====== Text shown

Background and Aim. Although atrial fibrillation and subsequent fibrotic remodeling of the heart affect millions of patients worldwide, the underlying molecular mechanisms through which atrial fibrillation leads to heart remodeling and fibrosis in patients are incompletely understood. Consequently, there is a need to define novel targets for pharmacotherapy that limit the debilitating consequences of atrial fibrillation.

Methods and Results. Our study capitalized from human atrial tissue biopsies, human peripheral blood samples, a PLK2 knockout mouse model and specific pharmacological interventions on human and murine cardiac fibroblasts. In atrial tissue samples from patients with chronic atrial fibrillation, PLK2 was 50% downregulated by hypoxia-induced promoter methylation (Figure 1 a and b). In vitro, genetic deletion and pharmacological inhibition (TC-S 7005, 1 µM) of PLK2 led to strikingly reduced fibroblast proliferation, increased myofibroblast differentiation and enhanced senescence induction. Discovery proteomics revealed that genetic knockout of PLK2 resulted in de novo secretion of the inflammatory cytokine osteopontin in fibroblasts and concomitant ventricular fibrosis in the PLK2 knockout mouse model (Figure 1 c and d). We then transferred our findings from the mouse experiments and cell culture back into patients to reveal a previously undescribed disease-relevant mechanism involving PLK2. We measured elevated osteopontin in both heart tissue and the peripheral blood of atrial fibrillation patients compared to sinus rhythm controls using western blot and ELISA (Figure 1 c). Finally, we identified the Ras-ERK1/2 signaling pathway to be a promising link between reduced expression of PLK2 and elevated osteopontin secretion.

Conclusion and Clinical Impact. We identified PLK2 as an epigenetically regulated kinase involved in the pathophysiology of fibrosis in atrial fibrillation. Our results strengthen the current hypothesis that atrial fibrillation is not only an ion channel disease but a complex (systemic) inflammatory disorder. Restoration of physiological PLK2 expression or blockade of osteopontin release may constitute valuable new drug targets for the prevention and treatment of cardiac fibrosis in atrial fibrillation.

============
====== Extracted material

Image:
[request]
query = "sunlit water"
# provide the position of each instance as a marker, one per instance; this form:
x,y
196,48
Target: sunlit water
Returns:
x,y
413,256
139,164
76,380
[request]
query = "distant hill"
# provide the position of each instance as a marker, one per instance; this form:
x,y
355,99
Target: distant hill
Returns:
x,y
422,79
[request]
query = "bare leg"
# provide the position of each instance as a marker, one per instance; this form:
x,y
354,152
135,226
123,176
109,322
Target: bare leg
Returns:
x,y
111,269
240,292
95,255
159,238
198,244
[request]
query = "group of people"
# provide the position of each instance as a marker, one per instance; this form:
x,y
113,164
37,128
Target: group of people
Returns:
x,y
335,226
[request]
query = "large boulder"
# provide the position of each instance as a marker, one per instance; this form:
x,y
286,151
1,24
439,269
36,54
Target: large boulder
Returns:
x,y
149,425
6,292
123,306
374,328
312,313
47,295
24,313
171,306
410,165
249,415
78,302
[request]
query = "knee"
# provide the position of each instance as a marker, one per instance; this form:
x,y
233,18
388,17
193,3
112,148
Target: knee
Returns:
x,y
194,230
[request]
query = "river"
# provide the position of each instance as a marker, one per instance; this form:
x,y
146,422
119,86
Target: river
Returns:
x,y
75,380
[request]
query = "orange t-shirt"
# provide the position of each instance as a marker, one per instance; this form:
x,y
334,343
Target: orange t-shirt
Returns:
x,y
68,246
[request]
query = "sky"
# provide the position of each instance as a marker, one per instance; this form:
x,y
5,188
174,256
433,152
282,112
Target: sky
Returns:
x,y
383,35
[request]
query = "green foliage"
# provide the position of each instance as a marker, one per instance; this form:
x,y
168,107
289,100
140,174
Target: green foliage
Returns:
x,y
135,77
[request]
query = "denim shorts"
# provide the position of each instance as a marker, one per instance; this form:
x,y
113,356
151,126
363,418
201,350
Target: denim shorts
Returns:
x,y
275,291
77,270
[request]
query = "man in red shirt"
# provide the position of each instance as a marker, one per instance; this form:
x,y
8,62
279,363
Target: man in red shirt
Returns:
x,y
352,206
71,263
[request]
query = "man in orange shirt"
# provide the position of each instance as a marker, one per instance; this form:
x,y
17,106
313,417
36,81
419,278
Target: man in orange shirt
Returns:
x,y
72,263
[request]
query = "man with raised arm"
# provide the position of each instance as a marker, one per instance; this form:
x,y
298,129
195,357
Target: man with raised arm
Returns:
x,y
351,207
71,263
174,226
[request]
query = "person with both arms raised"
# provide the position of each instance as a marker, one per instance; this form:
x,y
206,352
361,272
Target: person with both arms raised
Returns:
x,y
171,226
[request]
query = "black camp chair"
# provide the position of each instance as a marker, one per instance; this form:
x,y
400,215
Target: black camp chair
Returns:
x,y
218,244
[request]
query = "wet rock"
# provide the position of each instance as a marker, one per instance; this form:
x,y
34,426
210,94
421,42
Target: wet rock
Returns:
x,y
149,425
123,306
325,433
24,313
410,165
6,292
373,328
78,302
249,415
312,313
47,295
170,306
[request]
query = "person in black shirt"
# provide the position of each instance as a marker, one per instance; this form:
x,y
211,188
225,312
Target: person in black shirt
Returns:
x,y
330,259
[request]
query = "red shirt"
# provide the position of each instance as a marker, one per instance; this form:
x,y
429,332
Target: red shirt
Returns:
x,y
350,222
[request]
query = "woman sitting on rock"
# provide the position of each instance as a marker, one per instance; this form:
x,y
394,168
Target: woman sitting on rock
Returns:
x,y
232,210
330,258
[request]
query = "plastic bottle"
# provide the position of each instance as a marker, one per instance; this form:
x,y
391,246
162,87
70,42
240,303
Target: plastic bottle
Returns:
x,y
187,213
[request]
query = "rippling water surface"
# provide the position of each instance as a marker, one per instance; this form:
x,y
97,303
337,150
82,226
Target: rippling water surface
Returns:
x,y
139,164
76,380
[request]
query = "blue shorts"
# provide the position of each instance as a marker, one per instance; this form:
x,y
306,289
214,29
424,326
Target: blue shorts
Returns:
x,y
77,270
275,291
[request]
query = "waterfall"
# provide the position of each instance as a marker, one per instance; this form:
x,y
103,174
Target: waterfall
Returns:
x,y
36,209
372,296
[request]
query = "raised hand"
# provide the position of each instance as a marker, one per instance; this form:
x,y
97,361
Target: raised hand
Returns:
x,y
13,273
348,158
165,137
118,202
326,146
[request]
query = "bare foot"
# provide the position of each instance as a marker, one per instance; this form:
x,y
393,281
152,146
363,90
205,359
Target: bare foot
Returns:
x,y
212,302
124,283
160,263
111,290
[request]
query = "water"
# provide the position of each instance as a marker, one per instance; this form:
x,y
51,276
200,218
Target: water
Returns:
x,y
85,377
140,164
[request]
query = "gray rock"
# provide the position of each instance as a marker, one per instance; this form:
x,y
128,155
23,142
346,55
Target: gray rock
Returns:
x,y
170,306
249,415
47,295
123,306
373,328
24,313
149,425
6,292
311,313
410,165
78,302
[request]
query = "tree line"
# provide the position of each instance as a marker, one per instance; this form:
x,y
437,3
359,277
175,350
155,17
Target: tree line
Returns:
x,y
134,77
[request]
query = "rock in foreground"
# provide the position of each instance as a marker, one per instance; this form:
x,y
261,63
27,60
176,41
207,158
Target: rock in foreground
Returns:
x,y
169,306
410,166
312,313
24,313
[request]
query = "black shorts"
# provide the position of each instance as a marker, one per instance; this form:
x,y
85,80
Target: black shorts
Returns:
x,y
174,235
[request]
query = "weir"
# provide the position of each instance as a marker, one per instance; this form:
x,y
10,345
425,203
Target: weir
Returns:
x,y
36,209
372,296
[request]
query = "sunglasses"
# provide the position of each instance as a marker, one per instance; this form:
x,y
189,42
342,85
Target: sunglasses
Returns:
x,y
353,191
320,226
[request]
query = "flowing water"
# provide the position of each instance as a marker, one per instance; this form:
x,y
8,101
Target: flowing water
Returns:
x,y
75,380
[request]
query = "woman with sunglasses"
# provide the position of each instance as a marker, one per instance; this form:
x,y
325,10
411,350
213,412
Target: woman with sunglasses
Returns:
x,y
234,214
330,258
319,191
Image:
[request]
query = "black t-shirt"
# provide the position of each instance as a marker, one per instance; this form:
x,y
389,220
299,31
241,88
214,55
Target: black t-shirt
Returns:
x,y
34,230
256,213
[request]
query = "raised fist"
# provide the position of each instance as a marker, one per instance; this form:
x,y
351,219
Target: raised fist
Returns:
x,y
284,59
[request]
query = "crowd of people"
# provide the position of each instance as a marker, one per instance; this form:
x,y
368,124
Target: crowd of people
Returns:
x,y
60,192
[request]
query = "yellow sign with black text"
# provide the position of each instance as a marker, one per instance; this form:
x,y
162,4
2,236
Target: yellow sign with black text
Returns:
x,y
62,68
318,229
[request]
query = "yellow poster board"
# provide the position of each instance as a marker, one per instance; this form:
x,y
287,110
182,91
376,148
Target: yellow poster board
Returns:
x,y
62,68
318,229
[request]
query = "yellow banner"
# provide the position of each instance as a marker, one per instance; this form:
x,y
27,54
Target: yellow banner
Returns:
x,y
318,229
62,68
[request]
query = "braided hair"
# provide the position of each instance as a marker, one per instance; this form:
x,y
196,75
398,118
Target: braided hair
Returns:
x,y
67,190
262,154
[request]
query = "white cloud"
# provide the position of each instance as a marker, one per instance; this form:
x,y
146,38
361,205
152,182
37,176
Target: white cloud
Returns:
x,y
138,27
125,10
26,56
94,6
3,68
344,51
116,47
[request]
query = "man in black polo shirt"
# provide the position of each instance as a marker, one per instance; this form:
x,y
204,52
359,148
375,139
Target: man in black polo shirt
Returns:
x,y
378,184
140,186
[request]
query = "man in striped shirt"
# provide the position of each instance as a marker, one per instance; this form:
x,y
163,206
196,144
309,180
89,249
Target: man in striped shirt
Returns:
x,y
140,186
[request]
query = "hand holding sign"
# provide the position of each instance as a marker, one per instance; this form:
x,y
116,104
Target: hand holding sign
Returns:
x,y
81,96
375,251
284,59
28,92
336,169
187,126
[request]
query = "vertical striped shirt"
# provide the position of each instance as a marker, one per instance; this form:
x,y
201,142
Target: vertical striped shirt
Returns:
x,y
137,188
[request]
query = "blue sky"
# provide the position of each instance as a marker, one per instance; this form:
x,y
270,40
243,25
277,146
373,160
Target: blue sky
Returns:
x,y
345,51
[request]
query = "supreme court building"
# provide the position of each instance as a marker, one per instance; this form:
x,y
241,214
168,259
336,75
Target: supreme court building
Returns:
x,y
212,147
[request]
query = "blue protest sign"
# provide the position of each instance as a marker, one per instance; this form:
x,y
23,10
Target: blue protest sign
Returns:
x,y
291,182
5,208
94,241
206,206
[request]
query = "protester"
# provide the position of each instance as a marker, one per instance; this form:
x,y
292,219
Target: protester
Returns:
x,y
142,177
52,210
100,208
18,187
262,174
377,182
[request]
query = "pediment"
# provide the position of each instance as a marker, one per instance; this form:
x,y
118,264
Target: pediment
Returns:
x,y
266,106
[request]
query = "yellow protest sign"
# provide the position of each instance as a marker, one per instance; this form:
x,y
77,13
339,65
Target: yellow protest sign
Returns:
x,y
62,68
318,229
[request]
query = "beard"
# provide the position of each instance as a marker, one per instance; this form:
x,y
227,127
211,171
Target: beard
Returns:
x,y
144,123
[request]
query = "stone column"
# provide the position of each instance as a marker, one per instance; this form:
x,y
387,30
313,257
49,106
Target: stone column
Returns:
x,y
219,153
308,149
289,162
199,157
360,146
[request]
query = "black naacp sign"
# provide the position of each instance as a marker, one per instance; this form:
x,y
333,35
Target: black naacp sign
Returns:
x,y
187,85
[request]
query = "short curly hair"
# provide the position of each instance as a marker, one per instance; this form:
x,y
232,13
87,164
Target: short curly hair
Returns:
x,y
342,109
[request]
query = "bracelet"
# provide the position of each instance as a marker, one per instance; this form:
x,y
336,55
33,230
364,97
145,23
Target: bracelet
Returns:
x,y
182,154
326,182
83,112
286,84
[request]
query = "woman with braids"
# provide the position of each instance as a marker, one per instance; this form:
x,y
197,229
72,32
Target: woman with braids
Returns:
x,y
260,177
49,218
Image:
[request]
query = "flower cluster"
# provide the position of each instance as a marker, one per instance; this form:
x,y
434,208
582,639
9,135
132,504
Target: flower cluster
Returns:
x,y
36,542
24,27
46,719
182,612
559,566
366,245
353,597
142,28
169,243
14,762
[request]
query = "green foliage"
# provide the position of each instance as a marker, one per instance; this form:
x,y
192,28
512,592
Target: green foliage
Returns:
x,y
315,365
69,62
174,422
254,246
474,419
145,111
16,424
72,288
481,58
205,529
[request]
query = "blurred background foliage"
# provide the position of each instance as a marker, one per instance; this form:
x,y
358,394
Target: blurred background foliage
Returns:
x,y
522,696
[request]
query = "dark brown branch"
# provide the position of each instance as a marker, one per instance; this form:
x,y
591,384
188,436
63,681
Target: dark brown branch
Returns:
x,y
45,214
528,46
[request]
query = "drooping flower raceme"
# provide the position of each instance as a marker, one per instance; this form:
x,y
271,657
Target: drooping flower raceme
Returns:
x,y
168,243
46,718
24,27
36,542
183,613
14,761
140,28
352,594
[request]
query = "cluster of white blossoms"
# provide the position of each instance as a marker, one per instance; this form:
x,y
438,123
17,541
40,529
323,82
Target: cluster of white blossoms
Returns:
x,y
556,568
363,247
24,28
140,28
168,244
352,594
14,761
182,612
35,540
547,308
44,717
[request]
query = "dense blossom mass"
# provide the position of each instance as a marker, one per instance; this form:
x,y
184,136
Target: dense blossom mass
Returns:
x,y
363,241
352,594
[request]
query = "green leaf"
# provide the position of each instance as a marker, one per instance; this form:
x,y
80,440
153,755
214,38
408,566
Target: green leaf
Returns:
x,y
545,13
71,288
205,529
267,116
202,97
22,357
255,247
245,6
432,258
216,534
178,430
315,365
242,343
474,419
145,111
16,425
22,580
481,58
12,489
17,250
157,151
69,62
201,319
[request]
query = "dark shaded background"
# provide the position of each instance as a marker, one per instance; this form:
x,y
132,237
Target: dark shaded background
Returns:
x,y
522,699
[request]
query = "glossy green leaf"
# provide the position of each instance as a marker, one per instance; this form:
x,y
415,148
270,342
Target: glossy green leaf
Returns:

============

◆ Aim of the exercise
Summarize the PLK2 text in two sentences. Rely only on the PLK2 text, not on the items.

◆ Response for this exercise
In atrial tissue from patients with chronic atrial fibrillation, the kinase PLK2 is downregulated by 50% through hypoxia-induced promoter methylation, and loss of PLK2 reduces fibroblast proliferation, increases myofibroblast differentiation and senescence, and leads to osteopontin secretion and ventricular fibrosis in knockout mice. Osteopontin is elevated in the heart tissue and peripheral blood of atrial fibrillation patients, Ras-ERK1/2 signaling appears to link reduced PLK2 to osteopontin secretion, and restoring PLK2 or blocking osteopontin release may offer new drug targets against cardiac fibrosis in atrial fibrillation.